HPCC Results

- 32 Processor Runs - Kiviat Diagrams
- 64 Processor Runs - Kiviat Diagrams
 
The HPC Challenge benchmark suite is made up of the following components:

 

G-HPL ( system performance )

 

HPL, Solves a randomly generated dense linear system of equations in double floating-point precision (IEEE 64-bit) arithmetic using MPI. The linear system matrix is stored in a two-dimensional block-cyclic fashion and multiple variants of code are provided for computational kernels and communication patterns. The solution method is LU factorization through Gaussian elimination with partial row pivoting followed by a backward substitution. Unit: Tera Flops per Second

 

G-PTRANS (A=A+B^T, MPI) ( system performance )

--------------------------------

→ **SET OF TASKS**
**1.** Answer these questions about the HPCC results page:
(a) Which two processor counts are listed for the runs?
(b) In what unit is HPL performance reported?
(c) What solution method does HPL use?
**2.** Proceed with the HPCC results page, picking up after its final line.
The rows that follow come from a separate source.

(Saved data entries)
--------------------------------

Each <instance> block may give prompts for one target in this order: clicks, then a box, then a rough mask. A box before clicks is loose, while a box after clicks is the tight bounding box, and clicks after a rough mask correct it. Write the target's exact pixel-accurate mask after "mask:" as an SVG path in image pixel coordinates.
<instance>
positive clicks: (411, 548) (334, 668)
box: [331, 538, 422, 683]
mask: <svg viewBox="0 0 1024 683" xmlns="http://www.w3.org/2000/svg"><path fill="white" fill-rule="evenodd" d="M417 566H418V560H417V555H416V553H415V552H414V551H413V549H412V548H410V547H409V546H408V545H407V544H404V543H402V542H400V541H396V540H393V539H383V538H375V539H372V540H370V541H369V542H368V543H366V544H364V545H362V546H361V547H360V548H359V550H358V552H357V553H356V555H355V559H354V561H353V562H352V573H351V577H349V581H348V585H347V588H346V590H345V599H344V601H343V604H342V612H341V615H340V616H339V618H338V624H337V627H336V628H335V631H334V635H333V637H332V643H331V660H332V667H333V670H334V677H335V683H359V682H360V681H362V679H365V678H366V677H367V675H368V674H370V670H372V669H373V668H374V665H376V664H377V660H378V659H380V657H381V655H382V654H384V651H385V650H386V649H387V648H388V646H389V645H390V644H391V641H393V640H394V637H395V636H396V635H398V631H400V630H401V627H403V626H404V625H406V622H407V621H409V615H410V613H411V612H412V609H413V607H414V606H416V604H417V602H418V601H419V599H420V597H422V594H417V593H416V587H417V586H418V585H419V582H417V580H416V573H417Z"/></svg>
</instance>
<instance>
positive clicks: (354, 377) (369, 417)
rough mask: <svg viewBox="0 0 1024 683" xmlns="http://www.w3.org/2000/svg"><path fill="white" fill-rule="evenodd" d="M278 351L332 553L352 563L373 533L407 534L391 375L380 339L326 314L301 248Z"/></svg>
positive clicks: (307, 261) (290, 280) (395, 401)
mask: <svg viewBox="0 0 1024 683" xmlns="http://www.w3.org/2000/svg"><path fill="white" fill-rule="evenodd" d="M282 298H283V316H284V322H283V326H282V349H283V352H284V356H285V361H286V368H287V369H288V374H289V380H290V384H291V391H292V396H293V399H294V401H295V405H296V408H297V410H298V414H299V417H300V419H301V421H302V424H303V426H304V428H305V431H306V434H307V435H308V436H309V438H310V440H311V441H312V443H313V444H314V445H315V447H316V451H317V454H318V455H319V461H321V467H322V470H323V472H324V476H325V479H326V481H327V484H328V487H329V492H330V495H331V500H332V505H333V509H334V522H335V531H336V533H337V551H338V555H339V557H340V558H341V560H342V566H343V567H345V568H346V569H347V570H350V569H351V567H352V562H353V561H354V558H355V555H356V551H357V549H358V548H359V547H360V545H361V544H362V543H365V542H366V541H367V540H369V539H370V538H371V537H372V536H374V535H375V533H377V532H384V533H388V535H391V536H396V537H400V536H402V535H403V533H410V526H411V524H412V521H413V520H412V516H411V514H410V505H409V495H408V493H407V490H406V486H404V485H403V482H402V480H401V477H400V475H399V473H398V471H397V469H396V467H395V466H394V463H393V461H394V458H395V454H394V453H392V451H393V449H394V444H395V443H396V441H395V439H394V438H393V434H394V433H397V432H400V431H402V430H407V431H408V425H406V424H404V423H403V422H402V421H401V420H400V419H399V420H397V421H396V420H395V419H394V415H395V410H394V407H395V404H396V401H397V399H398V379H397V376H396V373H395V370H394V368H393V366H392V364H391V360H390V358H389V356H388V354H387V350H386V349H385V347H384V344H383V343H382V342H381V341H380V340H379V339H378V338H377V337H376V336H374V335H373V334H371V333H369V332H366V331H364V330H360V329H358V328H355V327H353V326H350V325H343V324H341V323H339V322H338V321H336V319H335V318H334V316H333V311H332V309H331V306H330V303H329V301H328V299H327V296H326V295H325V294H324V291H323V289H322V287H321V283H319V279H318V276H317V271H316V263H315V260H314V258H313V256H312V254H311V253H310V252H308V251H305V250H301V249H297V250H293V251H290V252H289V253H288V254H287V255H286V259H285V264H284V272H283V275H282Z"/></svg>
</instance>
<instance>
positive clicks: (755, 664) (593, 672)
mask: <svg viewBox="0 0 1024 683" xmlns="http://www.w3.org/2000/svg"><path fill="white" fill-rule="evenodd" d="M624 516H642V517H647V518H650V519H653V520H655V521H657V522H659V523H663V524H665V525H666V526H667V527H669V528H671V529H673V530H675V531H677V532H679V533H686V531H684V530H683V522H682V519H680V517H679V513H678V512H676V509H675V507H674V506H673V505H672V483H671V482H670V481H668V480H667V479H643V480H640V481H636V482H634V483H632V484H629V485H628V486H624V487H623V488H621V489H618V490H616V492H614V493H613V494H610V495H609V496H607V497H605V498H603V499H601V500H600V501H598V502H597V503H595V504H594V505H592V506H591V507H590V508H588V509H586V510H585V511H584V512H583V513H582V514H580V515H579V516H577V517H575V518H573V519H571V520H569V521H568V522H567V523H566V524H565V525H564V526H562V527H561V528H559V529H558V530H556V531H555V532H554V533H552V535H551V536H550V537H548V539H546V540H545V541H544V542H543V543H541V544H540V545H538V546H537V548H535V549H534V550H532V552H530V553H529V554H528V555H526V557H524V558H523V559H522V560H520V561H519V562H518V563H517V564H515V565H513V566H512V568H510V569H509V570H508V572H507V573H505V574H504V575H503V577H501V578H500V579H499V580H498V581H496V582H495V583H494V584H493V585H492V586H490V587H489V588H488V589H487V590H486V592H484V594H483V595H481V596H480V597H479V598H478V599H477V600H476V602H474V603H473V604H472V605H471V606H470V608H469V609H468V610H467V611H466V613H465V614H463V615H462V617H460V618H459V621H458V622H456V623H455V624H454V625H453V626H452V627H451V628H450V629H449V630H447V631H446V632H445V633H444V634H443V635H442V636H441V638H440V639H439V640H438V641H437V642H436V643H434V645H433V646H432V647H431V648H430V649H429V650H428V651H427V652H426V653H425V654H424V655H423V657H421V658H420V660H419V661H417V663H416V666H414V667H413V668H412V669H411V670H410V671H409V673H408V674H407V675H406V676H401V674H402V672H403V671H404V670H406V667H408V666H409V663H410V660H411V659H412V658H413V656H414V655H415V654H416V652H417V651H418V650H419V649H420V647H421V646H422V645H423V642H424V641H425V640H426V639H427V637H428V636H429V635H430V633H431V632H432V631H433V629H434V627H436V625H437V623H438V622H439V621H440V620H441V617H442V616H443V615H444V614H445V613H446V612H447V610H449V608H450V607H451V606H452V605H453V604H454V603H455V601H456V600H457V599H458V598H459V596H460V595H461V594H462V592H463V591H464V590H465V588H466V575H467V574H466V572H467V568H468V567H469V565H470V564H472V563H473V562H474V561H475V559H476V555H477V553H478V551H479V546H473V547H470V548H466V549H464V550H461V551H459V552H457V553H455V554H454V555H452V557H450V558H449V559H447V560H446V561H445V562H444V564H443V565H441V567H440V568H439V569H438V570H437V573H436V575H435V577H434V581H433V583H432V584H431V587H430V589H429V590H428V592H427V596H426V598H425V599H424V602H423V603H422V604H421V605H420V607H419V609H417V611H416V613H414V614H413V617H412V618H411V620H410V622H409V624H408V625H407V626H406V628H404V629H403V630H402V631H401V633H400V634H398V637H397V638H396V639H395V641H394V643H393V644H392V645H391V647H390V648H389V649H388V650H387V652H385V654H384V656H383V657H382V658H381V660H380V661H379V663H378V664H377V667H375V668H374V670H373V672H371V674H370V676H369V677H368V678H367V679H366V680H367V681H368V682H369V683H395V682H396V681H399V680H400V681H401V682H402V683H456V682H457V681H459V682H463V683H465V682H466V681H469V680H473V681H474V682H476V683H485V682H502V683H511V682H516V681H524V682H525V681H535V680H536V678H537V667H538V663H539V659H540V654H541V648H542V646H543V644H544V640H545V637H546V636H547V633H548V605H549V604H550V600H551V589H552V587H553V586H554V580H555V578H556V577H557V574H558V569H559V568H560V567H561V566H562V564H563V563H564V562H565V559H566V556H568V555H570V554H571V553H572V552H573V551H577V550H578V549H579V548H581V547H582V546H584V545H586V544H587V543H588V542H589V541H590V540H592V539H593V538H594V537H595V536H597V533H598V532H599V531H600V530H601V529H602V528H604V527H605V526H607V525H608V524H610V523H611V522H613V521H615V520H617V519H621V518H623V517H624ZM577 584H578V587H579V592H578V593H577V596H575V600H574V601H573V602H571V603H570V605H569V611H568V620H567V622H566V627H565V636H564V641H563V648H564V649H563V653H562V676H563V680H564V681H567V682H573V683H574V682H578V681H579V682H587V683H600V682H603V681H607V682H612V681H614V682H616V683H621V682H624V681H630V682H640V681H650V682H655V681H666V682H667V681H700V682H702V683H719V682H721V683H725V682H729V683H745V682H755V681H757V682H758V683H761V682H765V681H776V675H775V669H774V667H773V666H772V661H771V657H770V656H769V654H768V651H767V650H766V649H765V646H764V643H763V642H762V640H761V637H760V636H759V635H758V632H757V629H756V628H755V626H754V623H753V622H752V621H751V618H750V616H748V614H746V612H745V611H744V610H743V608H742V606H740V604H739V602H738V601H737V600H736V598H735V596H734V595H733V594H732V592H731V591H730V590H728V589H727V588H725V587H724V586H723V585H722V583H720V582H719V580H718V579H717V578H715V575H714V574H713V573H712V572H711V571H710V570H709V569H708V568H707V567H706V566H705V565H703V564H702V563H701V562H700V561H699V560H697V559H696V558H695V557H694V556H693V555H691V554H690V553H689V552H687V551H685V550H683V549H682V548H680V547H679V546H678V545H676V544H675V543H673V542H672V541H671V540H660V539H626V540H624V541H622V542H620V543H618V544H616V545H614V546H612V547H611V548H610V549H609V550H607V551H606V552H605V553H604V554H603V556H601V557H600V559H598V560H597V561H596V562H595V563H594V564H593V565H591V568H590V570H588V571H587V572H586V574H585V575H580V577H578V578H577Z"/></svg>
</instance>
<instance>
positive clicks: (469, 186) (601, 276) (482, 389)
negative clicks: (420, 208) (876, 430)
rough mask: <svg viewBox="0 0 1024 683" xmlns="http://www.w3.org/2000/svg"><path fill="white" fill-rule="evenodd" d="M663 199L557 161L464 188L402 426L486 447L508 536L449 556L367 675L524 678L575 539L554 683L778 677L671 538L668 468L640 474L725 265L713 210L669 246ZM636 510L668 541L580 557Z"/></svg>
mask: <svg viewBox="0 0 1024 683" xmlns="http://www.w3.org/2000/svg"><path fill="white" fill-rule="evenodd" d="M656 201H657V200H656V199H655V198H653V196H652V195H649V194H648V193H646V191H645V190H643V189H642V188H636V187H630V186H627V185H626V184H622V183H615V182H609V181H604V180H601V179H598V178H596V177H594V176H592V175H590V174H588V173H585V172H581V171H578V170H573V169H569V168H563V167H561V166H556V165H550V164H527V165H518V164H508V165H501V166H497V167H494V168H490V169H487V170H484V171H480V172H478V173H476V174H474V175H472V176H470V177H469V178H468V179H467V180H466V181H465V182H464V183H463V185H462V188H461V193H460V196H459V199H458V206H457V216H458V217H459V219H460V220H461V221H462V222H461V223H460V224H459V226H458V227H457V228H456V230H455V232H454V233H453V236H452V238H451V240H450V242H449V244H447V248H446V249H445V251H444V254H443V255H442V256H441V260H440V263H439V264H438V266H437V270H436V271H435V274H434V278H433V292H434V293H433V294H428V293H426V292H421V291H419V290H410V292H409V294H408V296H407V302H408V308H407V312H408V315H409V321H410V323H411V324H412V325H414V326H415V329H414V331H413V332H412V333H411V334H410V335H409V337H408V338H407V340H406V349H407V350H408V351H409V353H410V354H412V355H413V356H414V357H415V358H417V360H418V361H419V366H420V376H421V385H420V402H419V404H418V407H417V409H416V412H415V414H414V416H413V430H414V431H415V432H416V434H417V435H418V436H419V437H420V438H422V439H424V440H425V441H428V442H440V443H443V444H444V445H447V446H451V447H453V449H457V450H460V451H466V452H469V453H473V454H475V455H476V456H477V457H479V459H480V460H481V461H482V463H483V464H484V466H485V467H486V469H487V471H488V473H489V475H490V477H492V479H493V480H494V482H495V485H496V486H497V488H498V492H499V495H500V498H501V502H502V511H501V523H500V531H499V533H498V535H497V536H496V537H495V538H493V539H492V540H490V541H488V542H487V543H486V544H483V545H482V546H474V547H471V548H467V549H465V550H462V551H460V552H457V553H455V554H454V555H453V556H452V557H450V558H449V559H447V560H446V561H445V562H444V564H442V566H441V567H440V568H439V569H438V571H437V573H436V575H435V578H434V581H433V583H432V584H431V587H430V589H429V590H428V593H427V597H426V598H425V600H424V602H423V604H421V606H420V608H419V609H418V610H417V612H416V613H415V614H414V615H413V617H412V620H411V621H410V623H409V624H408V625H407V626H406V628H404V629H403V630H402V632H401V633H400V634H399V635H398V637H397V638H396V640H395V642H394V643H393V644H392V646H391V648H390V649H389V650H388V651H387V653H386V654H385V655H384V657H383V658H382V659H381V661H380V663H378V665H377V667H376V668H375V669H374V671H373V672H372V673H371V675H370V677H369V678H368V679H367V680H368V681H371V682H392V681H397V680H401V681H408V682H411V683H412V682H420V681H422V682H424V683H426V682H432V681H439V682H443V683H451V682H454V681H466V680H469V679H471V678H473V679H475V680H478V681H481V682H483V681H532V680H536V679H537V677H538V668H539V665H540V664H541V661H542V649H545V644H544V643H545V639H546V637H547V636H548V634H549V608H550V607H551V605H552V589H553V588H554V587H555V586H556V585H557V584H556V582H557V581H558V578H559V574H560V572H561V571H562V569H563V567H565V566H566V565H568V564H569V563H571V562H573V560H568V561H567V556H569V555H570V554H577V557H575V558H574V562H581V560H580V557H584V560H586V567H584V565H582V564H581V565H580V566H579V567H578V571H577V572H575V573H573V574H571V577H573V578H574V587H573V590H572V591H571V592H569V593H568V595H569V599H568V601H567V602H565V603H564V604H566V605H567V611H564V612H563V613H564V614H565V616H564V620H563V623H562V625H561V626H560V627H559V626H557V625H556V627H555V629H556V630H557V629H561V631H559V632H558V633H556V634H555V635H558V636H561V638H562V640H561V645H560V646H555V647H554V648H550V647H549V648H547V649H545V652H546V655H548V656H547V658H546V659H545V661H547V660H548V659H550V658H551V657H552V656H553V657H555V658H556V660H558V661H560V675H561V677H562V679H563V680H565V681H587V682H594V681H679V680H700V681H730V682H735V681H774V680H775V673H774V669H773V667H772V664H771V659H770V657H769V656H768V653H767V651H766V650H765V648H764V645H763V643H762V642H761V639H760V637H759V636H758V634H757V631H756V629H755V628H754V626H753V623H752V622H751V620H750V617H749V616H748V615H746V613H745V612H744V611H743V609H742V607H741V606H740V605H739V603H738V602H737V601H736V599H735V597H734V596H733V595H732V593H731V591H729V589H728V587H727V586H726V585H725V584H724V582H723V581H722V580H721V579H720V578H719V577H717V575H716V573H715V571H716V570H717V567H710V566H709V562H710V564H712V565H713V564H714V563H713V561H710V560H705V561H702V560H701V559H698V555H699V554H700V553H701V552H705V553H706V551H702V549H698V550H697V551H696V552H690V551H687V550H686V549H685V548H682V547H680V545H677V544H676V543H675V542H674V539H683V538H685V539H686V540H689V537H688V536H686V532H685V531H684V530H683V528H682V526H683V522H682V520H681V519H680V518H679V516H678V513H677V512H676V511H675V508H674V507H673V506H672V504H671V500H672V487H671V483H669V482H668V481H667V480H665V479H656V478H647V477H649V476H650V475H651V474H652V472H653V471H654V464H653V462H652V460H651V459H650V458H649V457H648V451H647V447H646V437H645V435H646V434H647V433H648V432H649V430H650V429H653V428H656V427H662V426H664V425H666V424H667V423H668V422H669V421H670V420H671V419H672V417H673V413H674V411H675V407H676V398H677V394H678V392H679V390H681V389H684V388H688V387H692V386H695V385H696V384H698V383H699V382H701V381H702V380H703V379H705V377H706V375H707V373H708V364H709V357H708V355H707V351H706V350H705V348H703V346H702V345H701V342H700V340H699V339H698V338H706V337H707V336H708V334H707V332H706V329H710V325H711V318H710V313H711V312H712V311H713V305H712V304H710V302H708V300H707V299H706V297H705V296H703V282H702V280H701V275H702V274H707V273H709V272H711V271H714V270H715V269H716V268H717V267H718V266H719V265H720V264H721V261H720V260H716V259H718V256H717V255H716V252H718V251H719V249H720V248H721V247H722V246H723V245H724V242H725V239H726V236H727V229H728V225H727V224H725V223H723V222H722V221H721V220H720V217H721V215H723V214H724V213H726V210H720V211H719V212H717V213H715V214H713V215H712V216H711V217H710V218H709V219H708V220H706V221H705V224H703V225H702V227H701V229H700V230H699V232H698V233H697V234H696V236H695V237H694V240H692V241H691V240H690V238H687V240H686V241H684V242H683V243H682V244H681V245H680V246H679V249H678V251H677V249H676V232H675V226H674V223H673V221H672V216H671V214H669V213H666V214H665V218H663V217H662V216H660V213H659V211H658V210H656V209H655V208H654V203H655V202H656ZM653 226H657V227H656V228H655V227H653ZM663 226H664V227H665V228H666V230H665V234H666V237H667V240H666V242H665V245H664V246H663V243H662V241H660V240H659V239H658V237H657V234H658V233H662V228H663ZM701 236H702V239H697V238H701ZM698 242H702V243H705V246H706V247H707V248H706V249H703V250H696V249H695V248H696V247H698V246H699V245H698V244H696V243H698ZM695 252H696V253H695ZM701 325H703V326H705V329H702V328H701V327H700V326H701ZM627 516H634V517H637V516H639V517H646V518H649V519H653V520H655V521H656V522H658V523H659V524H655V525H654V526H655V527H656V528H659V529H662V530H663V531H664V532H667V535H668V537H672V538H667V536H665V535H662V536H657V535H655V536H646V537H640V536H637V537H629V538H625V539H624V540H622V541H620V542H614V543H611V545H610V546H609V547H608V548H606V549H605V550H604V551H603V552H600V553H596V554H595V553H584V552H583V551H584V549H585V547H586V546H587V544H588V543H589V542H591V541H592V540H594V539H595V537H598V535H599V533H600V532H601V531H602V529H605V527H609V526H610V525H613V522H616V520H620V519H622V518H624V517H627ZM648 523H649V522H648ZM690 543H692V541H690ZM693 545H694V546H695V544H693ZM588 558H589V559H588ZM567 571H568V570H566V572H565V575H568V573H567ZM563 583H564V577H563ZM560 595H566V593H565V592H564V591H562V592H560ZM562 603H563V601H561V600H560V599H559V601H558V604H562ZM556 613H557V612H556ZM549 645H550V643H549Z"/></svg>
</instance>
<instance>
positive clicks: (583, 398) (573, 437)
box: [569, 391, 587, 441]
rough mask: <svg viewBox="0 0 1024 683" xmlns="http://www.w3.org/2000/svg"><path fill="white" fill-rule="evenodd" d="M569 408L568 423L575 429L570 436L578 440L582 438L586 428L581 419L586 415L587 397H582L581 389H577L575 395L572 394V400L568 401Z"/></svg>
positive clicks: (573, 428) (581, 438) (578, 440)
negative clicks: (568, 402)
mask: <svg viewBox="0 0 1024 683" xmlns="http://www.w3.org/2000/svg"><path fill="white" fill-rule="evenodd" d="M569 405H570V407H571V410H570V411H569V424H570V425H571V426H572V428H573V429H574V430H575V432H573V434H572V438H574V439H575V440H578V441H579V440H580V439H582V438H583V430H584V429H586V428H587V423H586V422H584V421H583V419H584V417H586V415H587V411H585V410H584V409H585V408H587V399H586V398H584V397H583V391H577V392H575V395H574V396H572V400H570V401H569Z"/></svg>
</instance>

--------------------------------

→ **WRITTEN ANSWERS**
**1.**
(a) 32 and 64 processors.
(b) Tera Flops per Second.
(c) LU factorization through Gaussian elimination with partial row pivoting, followed by a backward substitution.

**2.**
PTRANS (A=A+B^T, MPI), Implements a parallel matrix transpose for two-dimensional block-cyclic storage. It is an important benchmark because it exercises the communications of the computer heavily on a realistic problem where pairs of processors communicate with each other simultaneously. It is a useful test of the total communications capacity of the network. Unit: Giga Bytes per Second

 

G-RandomAccess ( system performance )

 

Global RandomAccess, also called GUPs, measures the rate at which the computer can update pseudo-random locations of its memory - this rate is expressed in billions (giga) of updates per second (GUP/s). Unit: Giga Updates per Second

 

EP-STREAM Triad ( per process )

 

The Embarrassingly Parallel STREAM benchmark is a simple synthetic benchmark program that measures sustainable memory bandwidth and the corresponding computation rate for simple numerical vector kernels. It is run in embarrassingly parallel manner - all computational nodes perform the benchmark at the same time, the arithmetic average rate is reported. Unit: Giga Bytes per Second

 

G-STREAM Triad ( system performance - derived )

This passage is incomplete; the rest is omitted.